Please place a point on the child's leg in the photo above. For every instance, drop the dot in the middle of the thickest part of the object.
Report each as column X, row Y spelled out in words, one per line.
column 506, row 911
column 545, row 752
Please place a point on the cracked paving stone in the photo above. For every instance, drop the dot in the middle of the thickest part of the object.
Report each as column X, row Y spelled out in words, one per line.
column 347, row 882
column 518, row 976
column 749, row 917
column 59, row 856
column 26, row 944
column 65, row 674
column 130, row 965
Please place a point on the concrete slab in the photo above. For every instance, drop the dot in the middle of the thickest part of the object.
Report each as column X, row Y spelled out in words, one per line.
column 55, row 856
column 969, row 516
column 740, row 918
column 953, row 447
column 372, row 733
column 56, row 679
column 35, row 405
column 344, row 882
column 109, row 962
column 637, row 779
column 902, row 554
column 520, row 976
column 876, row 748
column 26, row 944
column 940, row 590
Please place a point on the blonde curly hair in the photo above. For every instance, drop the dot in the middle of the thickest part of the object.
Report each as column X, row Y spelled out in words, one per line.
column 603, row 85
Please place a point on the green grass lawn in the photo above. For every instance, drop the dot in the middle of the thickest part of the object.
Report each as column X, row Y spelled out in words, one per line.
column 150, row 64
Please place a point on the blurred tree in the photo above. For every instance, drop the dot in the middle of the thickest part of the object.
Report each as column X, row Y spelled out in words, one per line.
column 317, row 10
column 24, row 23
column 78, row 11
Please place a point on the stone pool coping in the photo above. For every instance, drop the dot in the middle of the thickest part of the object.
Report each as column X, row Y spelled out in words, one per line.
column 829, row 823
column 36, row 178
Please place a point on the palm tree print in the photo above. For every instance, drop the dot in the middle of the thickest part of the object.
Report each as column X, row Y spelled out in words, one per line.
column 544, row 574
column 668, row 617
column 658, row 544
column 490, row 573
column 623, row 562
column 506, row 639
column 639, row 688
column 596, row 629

====

## Exercise description
Which of the lines in the data hold the string "point"? Report each of them by copying it.

## Response area
Please place a point on the child's leg in the photo above. For every instance, drop the dot in the middle of the thickest part of the object.
Please place a point on the cracked paving stone in the photo above. For every instance, drop the dot in the middle of the thickest part of the object.
Please place a point on the concrete slab in the photo above. For every instance, drop the dot in the middle of the thickest part of the object.
Please place a point on the blonde curly hair in the photo above. For every instance, drop the dot in the middle of the thickest part of the object.
Please place a point on the green grass lawn in the photo above. For every instance, drop the dot in the middle of the thickest part of the object.
Please place a point on the blurred tree in the photo above. For every instance, drop the dot in the middle of the thickest part of the object.
Please place a point on the stone pool coping in the photo above. For every instance, drop the dot in the middle of the thickest part of the object.
Please place a point on the palm tree print in the photo above. For every instance, drop the dot in the middle of the thickest part of the object.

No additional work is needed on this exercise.